▸ PROBLEM SET:
a) In the text on MAP and MULTIMAP, which option sets the column used for the mapping?
b) Continue the text on MAP and MULTIMAP from the point where it stops.

#### TEXT ####

Map and Multimap

When we are joining table data that is not genomic ordered, it is necessary to use the MAP and MULTIMAP commands, which we will now discuss in the following chapter.

Using MAP to Annotate

Occasionally, we will have annotation data that is not genome-ordered, but is based on some other column data. One example of this would be with the Ensemble annotation data for genes, which can be found in a mapfile called ensgenes.map in the reference data. If we wanted to join the information in this annotation file to the #genes# table we would need to use the MAP command.

Note

A map file in the reference data typically has a .map file extension, although any tab-separated value file can be used.

As you can see in the following example, we use the map command to join the two tables by setting the column (using the -c option) that we want to use for the mapping. The column specified must exist in both sources, although the match on column name is not case-sensitive. To get the headers from the mapped table in the output stream, you can use the -h option.

gor #genes# | MAP ref/ensgenes/ensgenes.map -c Gene_Symbol -h

Mapping using Nested Streams

The mapfile can also be a nested stream, which is particularly useful if you wish to perform some filtering on the mapfile before mapping. An example of this is shown below:

gor #genes# | MAP <(nor -h ref/ensgenes/ensgenes.map | WHERE OMIM_Descriptions != '.')
-c Gene_Symbol

Note that in the above example, we only get output for the rows where there is a Gene_Symbol found in the table. If we use the -m, as shown in the following example:

gor #genes# | MAP <(nor -h ref/ensgenes/ensgenes.map | WHERE OMIM_Descriptions != '.')

#### SUPPLIED DATA ####

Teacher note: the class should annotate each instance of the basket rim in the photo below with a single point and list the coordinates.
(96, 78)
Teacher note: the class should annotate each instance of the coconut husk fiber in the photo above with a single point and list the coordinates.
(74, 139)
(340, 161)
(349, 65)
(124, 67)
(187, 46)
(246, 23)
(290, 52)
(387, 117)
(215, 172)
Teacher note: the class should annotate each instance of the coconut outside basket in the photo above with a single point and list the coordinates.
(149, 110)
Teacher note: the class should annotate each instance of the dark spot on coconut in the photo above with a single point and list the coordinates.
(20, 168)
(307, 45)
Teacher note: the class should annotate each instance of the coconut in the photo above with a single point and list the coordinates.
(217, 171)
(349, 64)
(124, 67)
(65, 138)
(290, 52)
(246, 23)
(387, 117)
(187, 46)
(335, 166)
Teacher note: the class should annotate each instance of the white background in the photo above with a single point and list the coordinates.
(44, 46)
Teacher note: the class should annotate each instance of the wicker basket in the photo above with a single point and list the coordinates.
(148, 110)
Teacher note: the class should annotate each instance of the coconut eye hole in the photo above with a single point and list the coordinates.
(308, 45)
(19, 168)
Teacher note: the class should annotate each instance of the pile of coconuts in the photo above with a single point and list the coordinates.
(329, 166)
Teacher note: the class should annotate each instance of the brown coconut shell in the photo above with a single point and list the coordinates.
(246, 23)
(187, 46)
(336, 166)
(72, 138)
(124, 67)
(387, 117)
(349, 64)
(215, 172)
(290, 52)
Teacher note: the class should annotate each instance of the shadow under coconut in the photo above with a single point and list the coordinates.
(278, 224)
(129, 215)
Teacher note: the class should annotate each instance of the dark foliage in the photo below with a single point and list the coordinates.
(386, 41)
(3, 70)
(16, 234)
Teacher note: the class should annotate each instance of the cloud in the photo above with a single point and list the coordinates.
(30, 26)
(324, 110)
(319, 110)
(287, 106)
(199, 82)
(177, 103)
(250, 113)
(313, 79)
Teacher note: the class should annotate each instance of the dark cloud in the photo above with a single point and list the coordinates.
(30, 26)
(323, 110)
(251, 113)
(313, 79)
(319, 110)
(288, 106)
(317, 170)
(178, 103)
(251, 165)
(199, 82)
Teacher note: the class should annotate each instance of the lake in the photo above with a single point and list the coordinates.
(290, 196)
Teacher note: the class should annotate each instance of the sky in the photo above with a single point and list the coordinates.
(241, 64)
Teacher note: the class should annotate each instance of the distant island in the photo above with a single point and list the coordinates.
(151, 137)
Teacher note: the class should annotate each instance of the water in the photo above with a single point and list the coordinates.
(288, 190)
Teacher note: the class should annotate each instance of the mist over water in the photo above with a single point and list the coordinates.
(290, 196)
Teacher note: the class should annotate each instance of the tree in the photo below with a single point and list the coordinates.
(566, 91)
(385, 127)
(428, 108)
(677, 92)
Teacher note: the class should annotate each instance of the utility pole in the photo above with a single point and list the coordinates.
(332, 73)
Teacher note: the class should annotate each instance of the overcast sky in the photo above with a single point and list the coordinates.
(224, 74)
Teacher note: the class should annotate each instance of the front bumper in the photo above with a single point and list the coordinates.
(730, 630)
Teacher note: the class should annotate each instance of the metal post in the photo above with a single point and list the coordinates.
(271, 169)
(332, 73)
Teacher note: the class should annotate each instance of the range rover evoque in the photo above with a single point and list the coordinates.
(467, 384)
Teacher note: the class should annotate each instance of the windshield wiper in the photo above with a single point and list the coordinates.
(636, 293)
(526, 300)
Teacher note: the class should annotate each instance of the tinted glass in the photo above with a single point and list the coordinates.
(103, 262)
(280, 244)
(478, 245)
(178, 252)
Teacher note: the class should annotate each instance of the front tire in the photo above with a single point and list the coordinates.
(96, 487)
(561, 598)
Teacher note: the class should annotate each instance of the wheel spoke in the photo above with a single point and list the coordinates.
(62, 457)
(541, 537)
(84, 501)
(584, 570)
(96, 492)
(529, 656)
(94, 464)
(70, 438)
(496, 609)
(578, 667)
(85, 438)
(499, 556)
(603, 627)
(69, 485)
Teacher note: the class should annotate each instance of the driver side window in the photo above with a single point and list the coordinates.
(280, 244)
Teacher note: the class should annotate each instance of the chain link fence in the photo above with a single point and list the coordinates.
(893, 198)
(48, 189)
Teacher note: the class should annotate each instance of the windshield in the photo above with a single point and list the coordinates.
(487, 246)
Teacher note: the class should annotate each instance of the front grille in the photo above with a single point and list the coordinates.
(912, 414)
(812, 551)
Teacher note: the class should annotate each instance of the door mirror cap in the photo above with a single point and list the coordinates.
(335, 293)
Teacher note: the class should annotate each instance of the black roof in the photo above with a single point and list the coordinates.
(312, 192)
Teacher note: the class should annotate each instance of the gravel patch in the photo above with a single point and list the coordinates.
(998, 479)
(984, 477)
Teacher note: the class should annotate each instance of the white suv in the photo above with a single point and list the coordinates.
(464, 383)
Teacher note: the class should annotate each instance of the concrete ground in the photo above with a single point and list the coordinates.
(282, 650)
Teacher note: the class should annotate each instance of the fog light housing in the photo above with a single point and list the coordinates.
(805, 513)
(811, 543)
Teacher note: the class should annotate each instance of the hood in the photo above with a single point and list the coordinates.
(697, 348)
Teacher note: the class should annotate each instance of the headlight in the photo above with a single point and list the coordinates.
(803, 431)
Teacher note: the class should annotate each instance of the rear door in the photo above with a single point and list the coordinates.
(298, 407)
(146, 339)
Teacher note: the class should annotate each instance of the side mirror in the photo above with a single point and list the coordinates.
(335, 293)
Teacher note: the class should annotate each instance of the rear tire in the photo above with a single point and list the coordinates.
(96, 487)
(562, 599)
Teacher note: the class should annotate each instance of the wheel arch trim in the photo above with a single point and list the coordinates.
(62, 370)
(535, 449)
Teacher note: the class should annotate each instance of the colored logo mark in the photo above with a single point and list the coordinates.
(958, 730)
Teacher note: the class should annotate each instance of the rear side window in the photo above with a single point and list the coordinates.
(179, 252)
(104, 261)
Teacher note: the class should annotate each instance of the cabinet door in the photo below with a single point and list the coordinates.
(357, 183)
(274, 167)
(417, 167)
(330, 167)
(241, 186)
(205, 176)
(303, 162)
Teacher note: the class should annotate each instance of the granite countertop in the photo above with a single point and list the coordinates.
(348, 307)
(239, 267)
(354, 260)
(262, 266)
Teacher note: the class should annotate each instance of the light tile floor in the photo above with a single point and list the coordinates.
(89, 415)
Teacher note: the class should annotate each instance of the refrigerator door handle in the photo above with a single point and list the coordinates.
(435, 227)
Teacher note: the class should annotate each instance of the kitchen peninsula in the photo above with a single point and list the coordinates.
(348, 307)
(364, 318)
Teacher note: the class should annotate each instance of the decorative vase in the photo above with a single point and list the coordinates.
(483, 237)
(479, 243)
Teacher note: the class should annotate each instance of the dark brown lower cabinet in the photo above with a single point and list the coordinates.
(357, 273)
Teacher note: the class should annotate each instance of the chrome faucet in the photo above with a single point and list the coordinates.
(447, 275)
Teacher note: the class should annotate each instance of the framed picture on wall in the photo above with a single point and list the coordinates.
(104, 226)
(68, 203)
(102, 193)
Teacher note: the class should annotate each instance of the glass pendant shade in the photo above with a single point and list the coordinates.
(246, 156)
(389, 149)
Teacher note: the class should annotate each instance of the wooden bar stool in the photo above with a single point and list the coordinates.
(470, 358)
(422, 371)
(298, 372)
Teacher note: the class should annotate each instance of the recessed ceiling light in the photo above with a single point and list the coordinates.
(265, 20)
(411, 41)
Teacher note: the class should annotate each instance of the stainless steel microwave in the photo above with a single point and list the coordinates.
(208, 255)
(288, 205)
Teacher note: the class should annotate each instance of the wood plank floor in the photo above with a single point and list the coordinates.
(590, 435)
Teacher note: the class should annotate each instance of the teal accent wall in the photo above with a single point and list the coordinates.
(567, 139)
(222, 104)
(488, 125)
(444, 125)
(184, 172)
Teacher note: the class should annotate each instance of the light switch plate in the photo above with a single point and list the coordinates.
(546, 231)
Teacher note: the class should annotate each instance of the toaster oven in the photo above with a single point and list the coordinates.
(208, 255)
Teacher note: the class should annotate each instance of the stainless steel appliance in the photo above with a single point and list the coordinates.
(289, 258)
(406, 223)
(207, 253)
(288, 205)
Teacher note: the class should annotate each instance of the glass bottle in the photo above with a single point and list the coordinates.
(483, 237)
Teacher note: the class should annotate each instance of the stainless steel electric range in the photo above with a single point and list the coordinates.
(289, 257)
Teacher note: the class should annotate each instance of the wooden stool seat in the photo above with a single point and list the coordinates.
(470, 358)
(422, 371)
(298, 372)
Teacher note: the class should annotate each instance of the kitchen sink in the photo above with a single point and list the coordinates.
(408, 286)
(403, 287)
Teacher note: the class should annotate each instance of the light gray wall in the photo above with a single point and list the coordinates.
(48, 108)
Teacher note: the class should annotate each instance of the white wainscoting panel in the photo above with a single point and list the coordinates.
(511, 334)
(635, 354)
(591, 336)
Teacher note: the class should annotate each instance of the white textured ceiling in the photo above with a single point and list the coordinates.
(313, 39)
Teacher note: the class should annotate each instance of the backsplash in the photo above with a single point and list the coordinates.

####

▸ ANSWERS TO THE EXERCISES:
a) The -c option.

b)
-c Gene_Symbol -h -m ?

then we can get use the -m option to retrieve output for all the rows in the left source and fill any empty cells with the specified symbol (in this example, a ?). In this way, we are guaranteed to have a line in the output for every line in the left source.

If we only wish to get certain columns from the mapped table, then we can specify those columns using the -n flag followed by a list of the columns we want to let through. This is shown in the example below:

gor #genes# | MAP <(nor -h ref/ensgenes/ensgenes.map | WHERE OMIM_Descriptions != '.')
-c Gene_Symbol -h -n OMIM_Descriptions

Mapping in a NOR context

We can also base our mapping on more than one column. For example, we could use the MAP command to link two separate mapfiles together. Notice here that since neither of files contain genome-ordered data, we must perform this mapping in the nor context:

nor ref/ensgenes/ensgenes.map | MAP <(nor -h ref/ensgenes/ensgenes_alias.map
| GROUP -gc Gene_Symbol,gene_stable_id -count) -h -c Gene_Symbol,gene_stable_id

In the example above, a GROUP command was used to ensure that there was only result per combination of Gene_Symbol and gene_stable_id in the second source file.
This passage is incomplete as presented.